* YOUR TASK: Each entry in the material below should be copied without any alteration.

* THE RECORDS:
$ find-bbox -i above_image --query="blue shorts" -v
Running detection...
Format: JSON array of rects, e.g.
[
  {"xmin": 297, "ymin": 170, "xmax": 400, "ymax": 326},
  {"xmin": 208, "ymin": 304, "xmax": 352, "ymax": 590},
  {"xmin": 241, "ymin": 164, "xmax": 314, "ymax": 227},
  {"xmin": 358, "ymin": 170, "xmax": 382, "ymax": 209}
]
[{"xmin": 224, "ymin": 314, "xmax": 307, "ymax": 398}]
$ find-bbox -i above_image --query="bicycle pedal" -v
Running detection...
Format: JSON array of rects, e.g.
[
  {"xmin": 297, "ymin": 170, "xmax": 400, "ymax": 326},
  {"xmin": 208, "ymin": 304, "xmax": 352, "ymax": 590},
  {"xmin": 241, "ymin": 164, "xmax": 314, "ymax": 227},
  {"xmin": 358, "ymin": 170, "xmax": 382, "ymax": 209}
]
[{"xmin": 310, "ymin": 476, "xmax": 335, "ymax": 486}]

* COMPLETED EXERCISE:
$ find-bbox -i above_image --query="blue shorts" -v
Running detection...
Format: JSON array of rects, e.g.
[
  {"xmin": 297, "ymin": 170, "xmax": 400, "ymax": 326},
  {"xmin": 208, "ymin": 304, "xmax": 352, "ymax": 590},
  {"xmin": 241, "ymin": 164, "xmax": 314, "ymax": 227},
  {"xmin": 358, "ymin": 170, "xmax": 382, "ymax": 209}
]
[{"xmin": 224, "ymin": 314, "xmax": 307, "ymax": 398}]
$ find-bbox -i above_image --query="bicycle pedal" -v
Running detection...
Format: JSON array of rects, e.g.
[
  {"xmin": 297, "ymin": 170, "xmax": 400, "ymax": 326},
  {"xmin": 208, "ymin": 304, "xmax": 352, "ymax": 590},
  {"xmin": 241, "ymin": 164, "xmax": 314, "ymax": 227},
  {"xmin": 358, "ymin": 170, "xmax": 382, "ymax": 209}
]
[{"xmin": 310, "ymin": 476, "xmax": 335, "ymax": 486}]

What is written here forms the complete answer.